▶ [EXTRACTED TEXT]

Remember, few of these datasets will be less than 5 years old if we try
to allow enough time for the original data collector to either solve it
or graduate (and then cease to care). Even for the "final" dataset,
there will be a delay, since the half-life between data collection and
coordinate deposition in the PDB is still ~20 months. Plenty of time to
forget. So, although the images were archived (probably named "test"
and in a directory called "john") it may be that the only way to figure
out which PDB ID is the "right answer" is by processing them and
comparing to all deposited Fs. Assume this was done. But there will
always be some datasets that don't match any PDB. Are those
interesting? What about ones that can't be processed? What about ones
that can't even be indexed? There may be a lot of those!
(hypothetically, of course).
Anyway, assume that someone did go through all the trouble to make these
datasets "available" for download, just in case they are interesting,
and annotated them as much as possible. There will be about 20 datasets
for any given PDB ID.

▶ [SOURCE EXCERPT]
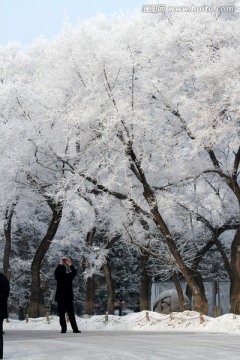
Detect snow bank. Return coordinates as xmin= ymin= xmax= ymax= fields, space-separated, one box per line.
xmin=4 ymin=311 xmax=240 ymax=334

▶ [PROBLEM] Continue the text about archiving old datasets and matching them to PDB entries, starting after its last sentence.

▶ [TASK RESULT]
Now assume that for each of these datasets this hypothetical website has
two links, one for the "raw data", which will average ~2 GB per wedge
(after gzip compression, taking at least ~45 min to download), and a
second link for a "lossy compressed" version, which is only ~100
MB/wedge (2 min download). When decompressed, the images will visually
look pretty much like the originals, and generally give you very similar
Rmerge, Rcryst, Rfree, I/sigma, anomalous differences, and all other
statistics when processed with contemporary software. Perhaps a bit
worse. Essentially, lossy compression is equivalent to adding noise to
the images.
Which one would you try first? Does lossy compression make it easier to
hunt for "interesting" datasets? Or is it just too repugnant to have
"modified" the data in any way shape or form ... after the detector
manufacturer's software has "corrected" it? Would it suffice to simply
supply a couple of "example" images for download instead?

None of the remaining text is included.